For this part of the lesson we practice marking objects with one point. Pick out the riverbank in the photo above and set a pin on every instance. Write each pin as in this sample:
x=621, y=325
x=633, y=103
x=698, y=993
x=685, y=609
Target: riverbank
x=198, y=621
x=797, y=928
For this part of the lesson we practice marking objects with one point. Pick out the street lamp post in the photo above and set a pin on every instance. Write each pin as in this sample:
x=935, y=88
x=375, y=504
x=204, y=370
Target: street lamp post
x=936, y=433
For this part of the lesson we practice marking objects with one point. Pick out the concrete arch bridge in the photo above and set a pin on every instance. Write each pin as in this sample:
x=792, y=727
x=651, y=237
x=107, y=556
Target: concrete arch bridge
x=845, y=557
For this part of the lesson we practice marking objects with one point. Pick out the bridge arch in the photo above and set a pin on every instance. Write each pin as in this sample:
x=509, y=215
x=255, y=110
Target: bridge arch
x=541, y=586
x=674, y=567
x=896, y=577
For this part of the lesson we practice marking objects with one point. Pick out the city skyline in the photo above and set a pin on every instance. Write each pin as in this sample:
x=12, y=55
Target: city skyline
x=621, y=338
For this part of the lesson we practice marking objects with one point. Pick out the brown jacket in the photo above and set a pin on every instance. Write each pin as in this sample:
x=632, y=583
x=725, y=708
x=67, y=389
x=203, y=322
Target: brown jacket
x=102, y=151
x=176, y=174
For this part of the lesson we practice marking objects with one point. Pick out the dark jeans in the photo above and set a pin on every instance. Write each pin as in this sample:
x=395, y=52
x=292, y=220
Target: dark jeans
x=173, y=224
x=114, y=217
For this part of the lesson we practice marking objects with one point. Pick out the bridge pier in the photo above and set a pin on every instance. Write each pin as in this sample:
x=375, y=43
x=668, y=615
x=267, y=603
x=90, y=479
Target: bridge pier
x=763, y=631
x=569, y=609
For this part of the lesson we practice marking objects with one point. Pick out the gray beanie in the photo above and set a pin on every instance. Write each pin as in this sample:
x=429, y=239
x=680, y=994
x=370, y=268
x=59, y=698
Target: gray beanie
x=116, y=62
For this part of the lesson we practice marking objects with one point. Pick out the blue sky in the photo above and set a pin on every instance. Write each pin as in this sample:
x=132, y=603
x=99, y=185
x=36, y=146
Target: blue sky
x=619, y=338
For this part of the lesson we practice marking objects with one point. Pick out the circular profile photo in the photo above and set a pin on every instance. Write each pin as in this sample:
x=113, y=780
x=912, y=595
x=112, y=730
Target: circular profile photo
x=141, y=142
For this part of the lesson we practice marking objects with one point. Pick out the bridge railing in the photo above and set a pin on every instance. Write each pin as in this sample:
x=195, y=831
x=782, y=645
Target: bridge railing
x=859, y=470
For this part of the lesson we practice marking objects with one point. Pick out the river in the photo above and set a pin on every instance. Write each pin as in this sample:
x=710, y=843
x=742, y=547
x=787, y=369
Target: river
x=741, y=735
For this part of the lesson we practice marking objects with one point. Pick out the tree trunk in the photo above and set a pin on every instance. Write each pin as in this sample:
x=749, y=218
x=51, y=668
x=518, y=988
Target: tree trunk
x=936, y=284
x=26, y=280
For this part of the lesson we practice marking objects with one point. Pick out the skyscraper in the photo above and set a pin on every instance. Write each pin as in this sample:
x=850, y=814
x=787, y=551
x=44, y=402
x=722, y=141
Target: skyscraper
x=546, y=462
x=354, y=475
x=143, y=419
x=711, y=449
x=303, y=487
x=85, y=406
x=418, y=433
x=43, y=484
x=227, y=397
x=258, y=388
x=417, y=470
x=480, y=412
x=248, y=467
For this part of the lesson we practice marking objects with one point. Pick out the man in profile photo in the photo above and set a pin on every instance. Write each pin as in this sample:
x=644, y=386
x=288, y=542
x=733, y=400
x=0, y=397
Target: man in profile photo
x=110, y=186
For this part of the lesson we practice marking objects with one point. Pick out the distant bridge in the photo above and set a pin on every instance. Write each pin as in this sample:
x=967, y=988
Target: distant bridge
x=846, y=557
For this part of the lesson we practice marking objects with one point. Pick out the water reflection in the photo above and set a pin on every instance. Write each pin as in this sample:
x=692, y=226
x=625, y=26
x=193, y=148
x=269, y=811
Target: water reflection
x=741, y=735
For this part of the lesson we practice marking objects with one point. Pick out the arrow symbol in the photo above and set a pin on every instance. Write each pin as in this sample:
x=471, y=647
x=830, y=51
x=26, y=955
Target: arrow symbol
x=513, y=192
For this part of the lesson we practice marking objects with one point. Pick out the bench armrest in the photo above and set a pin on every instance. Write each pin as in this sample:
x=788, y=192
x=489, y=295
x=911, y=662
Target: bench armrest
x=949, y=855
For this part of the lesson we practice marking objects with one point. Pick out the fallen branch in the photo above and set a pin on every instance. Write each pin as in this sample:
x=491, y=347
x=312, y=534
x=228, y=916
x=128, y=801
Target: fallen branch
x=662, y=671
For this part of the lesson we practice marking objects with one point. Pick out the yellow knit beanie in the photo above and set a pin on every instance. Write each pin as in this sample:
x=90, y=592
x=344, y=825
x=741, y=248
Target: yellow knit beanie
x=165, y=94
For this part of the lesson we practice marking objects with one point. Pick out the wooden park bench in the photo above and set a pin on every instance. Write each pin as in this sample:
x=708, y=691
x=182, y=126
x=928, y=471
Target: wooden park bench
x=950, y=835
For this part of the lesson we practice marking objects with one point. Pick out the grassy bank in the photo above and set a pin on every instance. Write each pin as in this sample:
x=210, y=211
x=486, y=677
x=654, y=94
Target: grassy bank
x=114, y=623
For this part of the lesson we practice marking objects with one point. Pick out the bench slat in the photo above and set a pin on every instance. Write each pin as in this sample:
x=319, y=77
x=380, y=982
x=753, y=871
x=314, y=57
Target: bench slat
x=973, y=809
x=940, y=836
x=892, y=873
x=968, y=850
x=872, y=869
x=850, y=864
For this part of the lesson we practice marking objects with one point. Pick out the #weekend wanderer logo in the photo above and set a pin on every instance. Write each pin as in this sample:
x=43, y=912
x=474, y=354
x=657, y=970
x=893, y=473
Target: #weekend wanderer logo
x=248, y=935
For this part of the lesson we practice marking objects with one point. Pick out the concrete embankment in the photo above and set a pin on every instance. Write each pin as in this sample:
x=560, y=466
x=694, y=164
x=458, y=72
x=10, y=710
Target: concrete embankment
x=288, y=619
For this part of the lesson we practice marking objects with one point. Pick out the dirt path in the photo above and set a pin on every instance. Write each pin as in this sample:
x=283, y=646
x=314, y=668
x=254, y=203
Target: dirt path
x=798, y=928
- - - - - - -
**Aim**
Reproduce the rows from the line with "out the blue" to the line with "x=619, y=338", both included, with the requests kept as they are. Raise every answer coordinate by 115, and leave the sample coordinates inside the requests unchanged.

**Written response**
For this part of the lesson we practice marking objects with one point. Pick out the blue sky in the photo above and set a pin on every instance. Write each pin as in this sample:
x=132, y=603
x=99, y=185
x=36, y=146
Target: blue sky
x=734, y=453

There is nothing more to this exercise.